§ SHORT PROBLEM A
In the Liggins wiretap opinion excerpt, under which rule did Liggins seek a new trial after the jury convicted him?
§ SHORT PROBLEM B
Name every person identified by name in the Liggins wiretap opinion excerpt.
§ SHORT PROBLEM C
Write the next part of the Liggins wiretap opinion excerpt, picking up after its final sentence.

--- START TEXT BLOCK ---

Title III generally tells criminal defendants to challenge wiretap orders in a pretrial motion to suppress. See 18 U.S.C. § 2518(10)(a); Fed. R. Crim. P. 12(b)(3)(C). Yet Liggins did not move to suppress any evidence or contest the government's attenuation claim before trial. Instead, Liggins first raised this Title III issue after the jury had convicted him in a posttrial motion seeking a new trial under Federal Rule of Criminal Procedure 33. The government responded by arguing that the trial evidence lacked a nexus to the illegal wiretap order; it did not claim that Liggins lacked “aggrieved person” status. The district court denied the claim on these attenuation grounds.
In the first appeal to this court, Liggins renewed this wiretap argument (in addition to his argument that the district judge should have recused). The government again did not respond with any aggrieved-person argument. It instead argued that Liggins did not timely raise this argument and that all evidence admitted at trial lacked the required connection to the illegal wiretap order. Because we vacated the judgment and remanded for a new trial on the ground that the district judge should have recused, we did not consider this Title III issue. See Liggins, 76 F.4th at 509.
In this second round of litigation, Liggins filed a pretrial motion to suppress the two categories of evidence (the cash and Jiminez's testimony concerning the Arizona operation and the heroin and Murphy's testimony concerning the Detroit operation) on the ground that the government derived this evidence from the wiretap order. In an initial response, the government again raised only an attenuation argument. At a later bail hearing, however, the new district judge asked Liggins whether he qualified as an aggrieved person with standing to challenge the wiretap order under Title III. Although the court raised the question on its own, it explained that it did so in response to arguments in Liggins's brief. The court's questioning led the parties to file supplemental briefs on the issue and argue about it at the suppression hearing.

--- END TEXT BLOCK ---
--- START ENTRIES PROVIDED ---

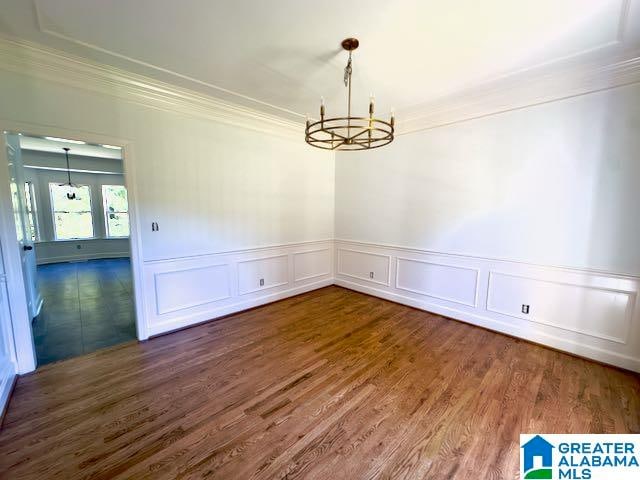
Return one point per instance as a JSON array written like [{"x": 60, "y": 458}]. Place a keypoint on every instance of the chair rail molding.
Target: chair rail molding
[{"x": 586, "y": 312}]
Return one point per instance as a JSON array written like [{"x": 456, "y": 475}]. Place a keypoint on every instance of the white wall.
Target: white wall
[
  {"x": 469, "y": 220},
  {"x": 214, "y": 188},
  {"x": 49, "y": 250}
]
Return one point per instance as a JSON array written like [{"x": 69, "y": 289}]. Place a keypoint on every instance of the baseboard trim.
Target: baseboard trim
[
  {"x": 538, "y": 338},
  {"x": 39, "y": 304},
  {"x": 6, "y": 390},
  {"x": 172, "y": 325}
]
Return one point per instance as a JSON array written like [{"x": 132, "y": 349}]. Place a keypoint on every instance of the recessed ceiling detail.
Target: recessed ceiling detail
[{"x": 274, "y": 59}]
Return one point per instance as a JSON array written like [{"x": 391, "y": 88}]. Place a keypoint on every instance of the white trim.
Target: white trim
[
  {"x": 39, "y": 303},
  {"x": 265, "y": 287},
  {"x": 315, "y": 275},
  {"x": 515, "y": 92},
  {"x": 580, "y": 74},
  {"x": 7, "y": 378},
  {"x": 615, "y": 343},
  {"x": 18, "y": 305},
  {"x": 21, "y": 323},
  {"x": 448, "y": 299},
  {"x": 186, "y": 306},
  {"x": 426, "y": 251},
  {"x": 631, "y": 294},
  {"x": 366, "y": 279},
  {"x": 32, "y": 59},
  {"x": 251, "y": 249},
  {"x": 159, "y": 328},
  {"x": 606, "y": 356}
]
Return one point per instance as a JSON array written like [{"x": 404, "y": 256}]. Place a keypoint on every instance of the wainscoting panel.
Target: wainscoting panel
[
  {"x": 597, "y": 312},
  {"x": 311, "y": 264},
  {"x": 191, "y": 290},
  {"x": 362, "y": 265},
  {"x": 262, "y": 273},
  {"x": 589, "y": 313},
  {"x": 191, "y": 287},
  {"x": 438, "y": 280}
]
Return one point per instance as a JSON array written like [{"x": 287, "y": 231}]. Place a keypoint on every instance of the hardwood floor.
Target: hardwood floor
[{"x": 330, "y": 384}]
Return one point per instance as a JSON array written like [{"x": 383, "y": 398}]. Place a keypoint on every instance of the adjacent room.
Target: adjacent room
[
  {"x": 75, "y": 243},
  {"x": 277, "y": 240}
]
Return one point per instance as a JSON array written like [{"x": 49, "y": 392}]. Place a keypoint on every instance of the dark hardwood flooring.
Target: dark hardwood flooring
[
  {"x": 87, "y": 306},
  {"x": 331, "y": 384}
]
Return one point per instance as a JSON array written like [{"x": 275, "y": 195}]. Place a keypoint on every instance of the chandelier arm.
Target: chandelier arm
[
  {"x": 334, "y": 147},
  {"x": 364, "y": 130},
  {"x": 326, "y": 129}
]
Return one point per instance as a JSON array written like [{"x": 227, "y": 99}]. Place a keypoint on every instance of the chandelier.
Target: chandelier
[{"x": 349, "y": 133}]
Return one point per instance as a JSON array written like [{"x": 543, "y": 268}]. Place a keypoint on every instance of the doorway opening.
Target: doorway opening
[{"x": 71, "y": 212}]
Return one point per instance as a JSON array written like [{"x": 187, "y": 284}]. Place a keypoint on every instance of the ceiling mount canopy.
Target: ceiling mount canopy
[{"x": 349, "y": 133}]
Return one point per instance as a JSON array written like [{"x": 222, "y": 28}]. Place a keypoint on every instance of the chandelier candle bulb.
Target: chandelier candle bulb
[{"x": 349, "y": 132}]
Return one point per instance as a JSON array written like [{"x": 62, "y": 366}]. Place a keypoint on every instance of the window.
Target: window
[
  {"x": 72, "y": 219},
  {"x": 32, "y": 217},
  {"x": 116, "y": 210}
]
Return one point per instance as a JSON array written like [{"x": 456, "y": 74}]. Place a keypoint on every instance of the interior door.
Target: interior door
[{"x": 23, "y": 228}]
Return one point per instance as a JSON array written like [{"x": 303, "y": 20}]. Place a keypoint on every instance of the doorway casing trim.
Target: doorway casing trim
[{"x": 25, "y": 357}]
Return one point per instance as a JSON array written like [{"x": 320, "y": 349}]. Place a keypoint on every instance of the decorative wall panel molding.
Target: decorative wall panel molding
[
  {"x": 363, "y": 265},
  {"x": 588, "y": 313},
  {"x": 262, "y": 273},
  {"x": 53, "y": 65},
  {"x": 192, "y": 290},
  {"x": 311, "y": 264},
  {"x": 438, "y": 280},
  {"x": 191, "y": 287}
]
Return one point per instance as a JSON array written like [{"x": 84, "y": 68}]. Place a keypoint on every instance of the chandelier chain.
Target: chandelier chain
[{"x": 347, "y": 71}]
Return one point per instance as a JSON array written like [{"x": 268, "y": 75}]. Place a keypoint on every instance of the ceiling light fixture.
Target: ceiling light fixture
[
  {"x": 65, "y": 140},
  {"x": 349, "y": 133},
  {"x": 71, "y": 194}
]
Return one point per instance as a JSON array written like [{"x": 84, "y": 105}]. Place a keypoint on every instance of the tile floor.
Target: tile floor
[{"x": 87, "y": 306}]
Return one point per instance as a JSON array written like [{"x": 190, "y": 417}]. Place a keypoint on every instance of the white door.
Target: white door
[{"x": 23, "y": 228}]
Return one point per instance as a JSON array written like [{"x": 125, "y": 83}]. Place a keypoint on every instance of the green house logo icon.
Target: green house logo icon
[{"x": 538, "y": 447}]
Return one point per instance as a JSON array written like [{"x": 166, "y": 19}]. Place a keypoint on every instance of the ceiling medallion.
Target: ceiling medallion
[{"x": 349, "y": 133}]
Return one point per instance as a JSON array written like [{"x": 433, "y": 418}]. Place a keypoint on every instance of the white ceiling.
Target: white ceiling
[
  {"x": 281, "y": 56},
  {"x": 86, "y": 150}
]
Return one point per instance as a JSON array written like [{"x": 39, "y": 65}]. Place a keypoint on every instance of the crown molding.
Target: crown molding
[
  {"x": 521, "y": 90},
  {"x": 35, "y": 60},
  {"x": 512, "y": 92}
]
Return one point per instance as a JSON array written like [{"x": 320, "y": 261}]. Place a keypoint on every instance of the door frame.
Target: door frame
[{"x": 24, "y": 347}]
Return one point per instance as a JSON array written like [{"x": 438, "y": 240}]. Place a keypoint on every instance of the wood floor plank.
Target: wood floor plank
[{"x": 330, "y": 384}]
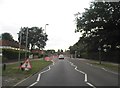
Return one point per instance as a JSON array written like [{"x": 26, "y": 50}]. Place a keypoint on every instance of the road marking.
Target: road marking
[
  {"x": 39, "y": 75},
  {"x": 86, "y": 81},
  {"x": 21, "y": 81}
]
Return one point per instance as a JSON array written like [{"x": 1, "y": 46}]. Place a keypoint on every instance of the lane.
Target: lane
[
  {"x": 62, "y": 74},
  {"x": 96, "y": 76}
]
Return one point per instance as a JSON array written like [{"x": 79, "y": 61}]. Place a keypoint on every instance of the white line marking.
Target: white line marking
[
  {"x": 21, "y": 81},
  {"x": 32, "y": 84},
  {"x": 39, "y": 75},
  {"x": 86, "y": 81},
  {"x": 102, "y": 68}
]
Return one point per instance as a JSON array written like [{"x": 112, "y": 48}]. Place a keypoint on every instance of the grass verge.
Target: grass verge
[
  {"x": 107, "y": 65},
  {"x": 15, "y": 74}
]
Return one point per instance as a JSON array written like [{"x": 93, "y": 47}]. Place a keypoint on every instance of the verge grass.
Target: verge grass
[
  {"x": 107, "y": 65},
  {"x": 13, "y": 71}
]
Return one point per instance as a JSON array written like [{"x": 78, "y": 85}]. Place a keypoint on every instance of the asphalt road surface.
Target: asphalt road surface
[{"x": 71, "y": 72}]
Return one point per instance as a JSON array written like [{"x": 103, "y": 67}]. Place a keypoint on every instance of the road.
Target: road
[{"x": 71, "y": 72}]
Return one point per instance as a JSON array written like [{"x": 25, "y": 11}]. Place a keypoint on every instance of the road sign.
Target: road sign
[{"x": 26, "y": 65}]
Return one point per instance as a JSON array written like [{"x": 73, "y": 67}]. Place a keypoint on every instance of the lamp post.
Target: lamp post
[
  {"x": 19, "y": 34},
  {"x": 75, "y": 54},
  {"x": 45, "y": 27},
  {"x": 99, "y": 48},
  {"x": 26, "y": 44}
]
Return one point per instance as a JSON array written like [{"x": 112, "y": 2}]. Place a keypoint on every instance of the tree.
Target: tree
[
  {"x": 7, "y": 36},
  {"x": 36, "y": 37},
  {"x": 99, "y": 26}
]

--- END ENTRIES PROVIDED ---

§ RIGHT ANSWER A
Federal Rule of Criminal Procedure 33.

§ RIGHT ANSWER B
Liggins, Jiminez, Murphy

§ RIGHT ANSWER C
When ruling on the motion to suppress, the district judge held that the government had preserved this issue. Even though the government did not raise it in the initial round of litigation, the court viewed our remand order as reopening all issues. And it found that the government “timely” raised the issue on remand by filing a “supplemental brief” before the suppression hearing. Tr., R.187, PageID 2508. It added that Liggins had a “full opportunity” to brief and argue the matter as well. Id. We review the court's conclusion that the government preserved this claim de novo while evaluating any underlying factual findings for clear error. See Walker v. United States, 134 F.4th 437, 444 (6th Cir. 2025).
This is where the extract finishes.